WHAT IS EXPECTED:
Down to the last line, set the entries down again exactly.
---+---
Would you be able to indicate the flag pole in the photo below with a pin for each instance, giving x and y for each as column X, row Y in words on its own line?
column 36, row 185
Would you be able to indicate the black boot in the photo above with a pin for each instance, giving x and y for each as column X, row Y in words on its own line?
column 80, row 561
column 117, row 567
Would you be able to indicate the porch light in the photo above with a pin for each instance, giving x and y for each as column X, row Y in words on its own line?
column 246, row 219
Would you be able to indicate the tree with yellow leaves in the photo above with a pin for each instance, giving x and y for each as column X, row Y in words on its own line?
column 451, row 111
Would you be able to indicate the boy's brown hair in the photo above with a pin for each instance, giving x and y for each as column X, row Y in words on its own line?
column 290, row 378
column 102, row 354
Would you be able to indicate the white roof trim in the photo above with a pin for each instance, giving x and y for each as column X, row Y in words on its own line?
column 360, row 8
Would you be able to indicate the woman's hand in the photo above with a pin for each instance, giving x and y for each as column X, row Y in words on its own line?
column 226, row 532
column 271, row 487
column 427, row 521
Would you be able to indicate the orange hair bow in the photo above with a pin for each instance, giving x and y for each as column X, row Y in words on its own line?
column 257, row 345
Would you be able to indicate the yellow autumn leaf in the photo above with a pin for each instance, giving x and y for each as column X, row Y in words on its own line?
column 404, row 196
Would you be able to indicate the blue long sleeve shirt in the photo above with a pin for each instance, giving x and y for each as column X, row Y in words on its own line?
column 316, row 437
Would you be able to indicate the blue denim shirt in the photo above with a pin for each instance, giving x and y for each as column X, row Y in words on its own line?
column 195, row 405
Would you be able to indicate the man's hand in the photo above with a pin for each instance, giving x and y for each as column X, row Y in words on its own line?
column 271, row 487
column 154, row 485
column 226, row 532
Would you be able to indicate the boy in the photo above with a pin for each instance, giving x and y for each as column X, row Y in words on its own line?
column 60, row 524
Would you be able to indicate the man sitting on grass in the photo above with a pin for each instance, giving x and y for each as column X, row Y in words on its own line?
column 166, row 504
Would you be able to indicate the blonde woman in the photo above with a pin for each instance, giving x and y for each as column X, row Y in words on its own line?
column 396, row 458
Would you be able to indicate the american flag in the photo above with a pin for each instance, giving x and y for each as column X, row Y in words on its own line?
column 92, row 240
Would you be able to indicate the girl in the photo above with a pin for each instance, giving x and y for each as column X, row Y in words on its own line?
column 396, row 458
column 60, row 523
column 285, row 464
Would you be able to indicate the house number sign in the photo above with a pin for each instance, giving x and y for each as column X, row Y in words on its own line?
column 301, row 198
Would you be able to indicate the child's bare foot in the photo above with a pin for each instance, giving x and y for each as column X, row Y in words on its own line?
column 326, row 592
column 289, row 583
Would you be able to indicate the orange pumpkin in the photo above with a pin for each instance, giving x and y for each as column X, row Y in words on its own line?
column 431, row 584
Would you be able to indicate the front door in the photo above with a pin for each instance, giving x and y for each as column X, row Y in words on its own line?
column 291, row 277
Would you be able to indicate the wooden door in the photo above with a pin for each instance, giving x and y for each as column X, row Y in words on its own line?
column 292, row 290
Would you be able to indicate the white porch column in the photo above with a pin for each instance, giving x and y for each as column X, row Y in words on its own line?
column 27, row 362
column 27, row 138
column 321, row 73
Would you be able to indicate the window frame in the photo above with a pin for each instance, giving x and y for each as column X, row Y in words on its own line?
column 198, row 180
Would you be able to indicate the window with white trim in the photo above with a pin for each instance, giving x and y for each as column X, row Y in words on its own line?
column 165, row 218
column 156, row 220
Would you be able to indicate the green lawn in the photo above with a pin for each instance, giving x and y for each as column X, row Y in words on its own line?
---+---
RESPONSE TO THIS TASK:
Would you be able to indicate the flag pole in the photo below with a pin for each instance, giving x and y for each as column X, row Y in words on its own line?
column 36, row 185
Would you be able to indicate the black boot in the photo above with a pin for each instance, giving x and y for each as column X, row Y in words on its own line?
column 80, row 561
column 117, row 567
Would you be able to indicate the porch light in the photo above with a pin for each instance, giving x and y for each as column X, row Y in words on its own line?
column 246, row 219
Would you be able to indicate the tree with yellow leaves in the photo above with a pin for each instance, giving x and y for each as column X, row Y in words on its own line?
column 451, row 111
Would you be able to indicate the boy's brown hair in the photo above with a pin for each instance, giving x and y for each as column X, row Y in words on its own line?
column 290, row 378
column 102, row 354
Would you be able to indicate the white roof trim in the photo above with a pin for each instance, giving x and y for each as column X, row Y in words on its own line?
column 360, row 8
Would you be able to indicate the woman's hand in the photo above with a pin for each instance, giving x and y for each as column X, row Y in words on its own line?
column 226, row 532
column 271, row 487
column 427, row 521
Would you be able to indicate the orange hair bow in the photo above with a pin for each instance, giving x and y for each as column X, row Y in words on its own line?
column 257, row 345
Would you be able to indicate the yellow autumn leaf in the photo above with a pin for each instance, giving x and y for each as column X, row Y in words on its own line?
column 404, row 196
Would you be able to indicate the blue long sleeve shirt in the photo above with a pin for each instance, giving x and y for each as column X, row Y in words on its own line?
column 316, row 437
Would you be able to indicate the blue denim shirt in the photo above with a pin for each instance, giving x and y for each as column X, row Y in words on its own line?
column 195, row 405
Would you be able to indicate the man's hand in the photo above with a pin for each instance, giving x and y for each as column X, row Y in words on its own line?
column 271, row 487
column 154, row 485
column 226, row 532
Would you be able to indicate the boy in the photo above with a pin for each instance, giving x and y for each as column X, row Y in words on its own line?
column 60, row 524
Would you be able to indicate the man sitting on grass in the photo above with a pin for each instance, giving x and y for each as column X, row Y in words on its own line?
column 166, row 504
Would you be able to indicate the blonde woman in the photo above with a pin for each instance, giving x and y for each as column X, row Y in words on its own line?
column 396, row 458
Would you be able to indicate the american flag in the photo above with a pin for each instance, giving x and y for each as column X, row Y in words on its own line?
column 92, row 240
Would you be able to indicate the girl in the photo above with a pin for each instance, giving x and y for each as column X, row Y in words on its own line?
column 396, row 458
column 60, row 523
column 285, row 464
Would you be able to indicate the house number sign in the photo above with a pin for each instance, giving x and y for each as column X, row Y in words on its own line?
column 301, row 198
Would you be able to indicate the child's bare foot in the photo above with a pin for each instance, giving x and y for each as column X, row Y in words on its own line?
column 326, row 592
column 289, row 583
Would you be able to indicate the orange pumpkin in the photo above with a pin for each instance, giving x and y for each as column X, row Y in words on its own line?
column 431, row 584
Would you be able to indicate the front door in the photo above with a pin for each instance, giving x and y for each as column X, row Y in words on its own line?
column 291, row 277
Would you be able to indicate the wooden door in the photo above with a pin for each instance, giving x and y for each as column X, row Y in words on its own line?
column 292, row 290
Would you be able to indicate the white porch column in the photo above with a pin for each instance, giving x and y for each as column X, row Y in words on its own line?
column 27, row 362
column 27, row 138
column 321, row 73
Would you be able to indicate the window frame in the photo above with a pin for each instance, giving x and y for each as column X, row Y in words on its own line?
column 198, row 180
Would you be able to indicate the window with white trim in the photo above with a pin for each instance, giving x and y for each as column X, row Y in words on its own line?
column 165, row 218
column 156, row 220
Would you be able to indicate the green lawn in the photo above with a pin for each instance, giving x and y for each as column X, row Y in words on its own line?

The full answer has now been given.